▶ Selected extract:
This invention relates generally to medical devices and methods for identifying diseased tissue. More particularly, this invention relates to a cervical inspection apparatus providing magnification for visually detecting various degrees of cervical dysplasia or carcinoma in situ.
Conventionally, cervical inspection has been done primarily by taking cell samples during Papanicolaou (Pap) smear visits. The cell samples thus taken are sent to a laboratory and diagnosed to determine whether or not there is any abnormality or cancerous growth in the cervical tissue. Pap smear test are still, by far, the most commonly used cervical inspection method.
More recently, however, methods and devices have been developed for the visual inspection of the cervix. These visual inspection techniques and devices generally involve an initial treatment of the cervix with an acetic acid solution and a subsequent inspection of the cervix either with the unaided eye or with the help of a low-powered magnification device. Lighting for conventional visual inspection techniques is provided by a separate, external light source. Visual inspection with the aid of a low-powered magnification device and appropriate lighting has been proven in clinical trials to be successful in detecting moderate to severe dysplasia (CIN II and III) with a fair degree of sensitivity and specificity.
One particular prior art visual inspection method involves the use of a chemilucent tube attached to the end of a speculum and inserted into an acetic acid treated cervix to provide the required lighting. A separate binocular magnification device is used to inspect the cervix, as illuminated by the chemically created light. The chemilucent light is of a wavelength such that the differences between the normal and diseased cervical tissue can be distinguished, typically within the green spectrum.
A related prior art visual inspection method involves the use of a high-powered halogen light in combination with fiber-optic tubing for providing the appropriate lighting. Fiber-optic tubing of an appropriate hue is attached to a speculum and inserted into the cervix. The tubing is illuminated using a high-powered halogen lamp, and the cervix is then inspected using a low-powered magnification device, as in the other prior art, discussed previously.
Other prior art visual inspection methods include use of a high-powered lamp of the appropriate hue, or with an appropriate light filter to provide adequate lighting, and visual inspection of the cervix with either a separate magnification device or the unaided eye.
Despite the widespread need for accurate cervical inspection, there are a number of severe limitations to each of the prior art cervical inspection methods and/or devices. Initially, although pap smear tests are substantially accurate in determining cervical health, they do not yield immediate results, are invasive, and are fairly expensive to obtain. The test samples obtained by this invasive, hence uncomfortable, method must be sent to a lab for diagnosis and even when a lab is readily available, this process may take several weeks to complete. When labs are farther away or unavailable altogether, pap smear tests become impossible or, at least, completely impractical. Furthermore, pap smear tests require a setting that has available all the necessary equipment for taking and analyzing cervical cell samples, thus creating significant expense.
Visual inspection with the unaided eye, while readily available, inexpensive and capable of offering immediate results, is highly inaccurate and therefore the results obtained are inconsistent, and unreliable. Visual inspection without proper magnification is, for the most part, incapable of detecting moderate cases of dysplasia and even some severe cases. This method, therefore, is incapable of giving the desired and necessary level of precision. Furthermore, in order to be even minimally effective, unaided visual inspection still requires an optimal lighting condition that may be difficult to obtain, particularly in third-world countries or in rural areas of the United States and other countries.

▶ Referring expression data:
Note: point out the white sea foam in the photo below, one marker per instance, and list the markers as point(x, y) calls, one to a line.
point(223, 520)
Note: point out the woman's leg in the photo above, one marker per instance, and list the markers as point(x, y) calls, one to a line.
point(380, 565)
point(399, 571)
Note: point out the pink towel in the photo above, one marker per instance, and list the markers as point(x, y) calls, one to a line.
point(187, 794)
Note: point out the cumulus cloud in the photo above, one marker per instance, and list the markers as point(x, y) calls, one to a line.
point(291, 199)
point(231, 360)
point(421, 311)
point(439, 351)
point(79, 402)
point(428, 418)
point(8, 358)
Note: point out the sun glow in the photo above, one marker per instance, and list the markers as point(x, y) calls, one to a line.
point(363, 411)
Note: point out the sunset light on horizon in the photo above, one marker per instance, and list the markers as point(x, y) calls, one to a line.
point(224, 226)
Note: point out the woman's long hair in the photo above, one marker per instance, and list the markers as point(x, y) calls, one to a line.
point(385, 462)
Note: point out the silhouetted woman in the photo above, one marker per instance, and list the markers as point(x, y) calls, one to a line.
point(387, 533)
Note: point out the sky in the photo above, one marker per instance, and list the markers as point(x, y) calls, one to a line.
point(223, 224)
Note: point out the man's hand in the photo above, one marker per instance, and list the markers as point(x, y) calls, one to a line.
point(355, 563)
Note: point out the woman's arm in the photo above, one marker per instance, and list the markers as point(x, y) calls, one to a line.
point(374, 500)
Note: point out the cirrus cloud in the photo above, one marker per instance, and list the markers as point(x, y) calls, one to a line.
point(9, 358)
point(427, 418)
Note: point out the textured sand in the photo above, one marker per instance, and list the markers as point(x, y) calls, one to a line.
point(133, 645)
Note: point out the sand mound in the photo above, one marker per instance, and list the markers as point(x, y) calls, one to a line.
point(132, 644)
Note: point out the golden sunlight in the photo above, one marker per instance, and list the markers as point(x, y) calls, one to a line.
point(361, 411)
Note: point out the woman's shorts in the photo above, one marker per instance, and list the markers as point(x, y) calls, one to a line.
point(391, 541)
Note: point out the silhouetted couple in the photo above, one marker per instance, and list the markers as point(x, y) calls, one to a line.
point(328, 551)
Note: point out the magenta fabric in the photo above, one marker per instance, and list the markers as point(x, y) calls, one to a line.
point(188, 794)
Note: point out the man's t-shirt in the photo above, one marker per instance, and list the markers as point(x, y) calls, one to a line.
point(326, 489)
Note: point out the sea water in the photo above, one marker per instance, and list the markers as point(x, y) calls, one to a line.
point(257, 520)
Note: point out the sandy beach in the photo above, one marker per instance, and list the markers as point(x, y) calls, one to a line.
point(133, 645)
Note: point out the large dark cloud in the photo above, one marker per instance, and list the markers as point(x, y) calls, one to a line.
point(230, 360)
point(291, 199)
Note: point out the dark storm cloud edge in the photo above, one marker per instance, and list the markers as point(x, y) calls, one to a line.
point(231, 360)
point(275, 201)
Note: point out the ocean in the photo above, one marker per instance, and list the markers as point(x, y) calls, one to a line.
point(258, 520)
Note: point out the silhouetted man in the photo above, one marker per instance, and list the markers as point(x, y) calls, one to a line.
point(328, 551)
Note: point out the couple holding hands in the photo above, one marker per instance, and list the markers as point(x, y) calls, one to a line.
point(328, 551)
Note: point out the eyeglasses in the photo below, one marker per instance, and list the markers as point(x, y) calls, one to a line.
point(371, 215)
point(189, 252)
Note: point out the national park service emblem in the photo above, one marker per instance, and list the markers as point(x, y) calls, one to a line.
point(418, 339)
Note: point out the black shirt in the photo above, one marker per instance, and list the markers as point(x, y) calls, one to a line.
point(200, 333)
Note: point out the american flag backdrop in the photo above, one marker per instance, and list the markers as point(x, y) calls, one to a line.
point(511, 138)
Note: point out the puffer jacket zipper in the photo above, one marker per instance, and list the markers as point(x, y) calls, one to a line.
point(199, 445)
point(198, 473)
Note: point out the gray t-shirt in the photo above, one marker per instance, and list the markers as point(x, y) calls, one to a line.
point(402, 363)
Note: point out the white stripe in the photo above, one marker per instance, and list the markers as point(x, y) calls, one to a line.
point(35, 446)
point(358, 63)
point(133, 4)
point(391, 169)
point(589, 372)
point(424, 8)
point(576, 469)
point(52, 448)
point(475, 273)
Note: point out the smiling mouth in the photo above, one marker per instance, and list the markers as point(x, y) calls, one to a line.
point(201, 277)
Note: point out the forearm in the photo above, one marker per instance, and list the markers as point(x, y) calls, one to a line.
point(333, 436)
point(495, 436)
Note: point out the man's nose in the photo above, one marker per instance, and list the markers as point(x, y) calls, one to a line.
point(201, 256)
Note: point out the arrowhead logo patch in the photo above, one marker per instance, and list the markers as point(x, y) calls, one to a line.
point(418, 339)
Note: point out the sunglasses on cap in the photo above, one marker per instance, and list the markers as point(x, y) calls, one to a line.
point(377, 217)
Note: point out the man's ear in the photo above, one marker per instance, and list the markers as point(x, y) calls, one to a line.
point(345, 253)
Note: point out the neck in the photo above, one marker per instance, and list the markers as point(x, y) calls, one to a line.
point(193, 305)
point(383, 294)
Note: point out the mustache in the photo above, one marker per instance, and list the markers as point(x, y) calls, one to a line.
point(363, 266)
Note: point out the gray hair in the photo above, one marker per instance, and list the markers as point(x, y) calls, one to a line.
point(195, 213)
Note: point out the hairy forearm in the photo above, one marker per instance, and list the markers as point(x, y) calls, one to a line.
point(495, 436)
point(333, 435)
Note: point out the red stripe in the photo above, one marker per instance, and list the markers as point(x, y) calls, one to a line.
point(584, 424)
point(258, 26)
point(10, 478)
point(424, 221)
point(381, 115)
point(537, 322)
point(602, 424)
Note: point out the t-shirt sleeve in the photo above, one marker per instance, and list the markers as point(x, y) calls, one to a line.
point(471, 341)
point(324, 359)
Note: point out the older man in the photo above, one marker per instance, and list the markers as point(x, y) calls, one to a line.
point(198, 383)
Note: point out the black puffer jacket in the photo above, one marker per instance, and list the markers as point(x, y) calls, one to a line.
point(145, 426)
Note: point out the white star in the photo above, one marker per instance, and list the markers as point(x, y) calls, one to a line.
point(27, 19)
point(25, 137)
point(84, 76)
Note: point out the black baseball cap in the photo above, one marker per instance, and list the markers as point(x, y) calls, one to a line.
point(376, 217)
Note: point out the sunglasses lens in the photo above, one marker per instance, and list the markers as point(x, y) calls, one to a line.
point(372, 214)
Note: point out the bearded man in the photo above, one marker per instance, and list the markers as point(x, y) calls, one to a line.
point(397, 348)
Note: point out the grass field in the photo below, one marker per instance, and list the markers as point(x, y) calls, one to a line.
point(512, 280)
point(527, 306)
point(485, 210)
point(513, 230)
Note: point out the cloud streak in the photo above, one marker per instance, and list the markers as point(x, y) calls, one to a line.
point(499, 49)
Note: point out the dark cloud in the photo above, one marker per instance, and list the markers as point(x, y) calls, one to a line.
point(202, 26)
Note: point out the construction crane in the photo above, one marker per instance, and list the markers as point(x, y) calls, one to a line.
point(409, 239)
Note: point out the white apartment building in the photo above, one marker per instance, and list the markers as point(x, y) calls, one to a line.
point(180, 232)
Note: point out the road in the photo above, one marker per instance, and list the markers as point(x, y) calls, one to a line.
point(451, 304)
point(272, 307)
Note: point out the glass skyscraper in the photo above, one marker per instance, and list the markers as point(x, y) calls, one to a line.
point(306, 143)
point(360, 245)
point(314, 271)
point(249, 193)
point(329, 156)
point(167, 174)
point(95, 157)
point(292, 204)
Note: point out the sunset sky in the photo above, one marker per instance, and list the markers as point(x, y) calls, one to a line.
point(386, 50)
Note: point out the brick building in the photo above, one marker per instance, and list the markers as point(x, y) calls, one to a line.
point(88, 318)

▶ Work request: Copy the cervical inspection passage word for word, from "Other prior art visual" to "the unaided eye.".

▶ Exercise response:
Other prior art visual inspection methods include use of a high-powered lamp of the appropriate hue, or with an appropriate light filter to provide adequate lighting, and visual inspection of the cervix with either a separate magnification device or the unaided eye.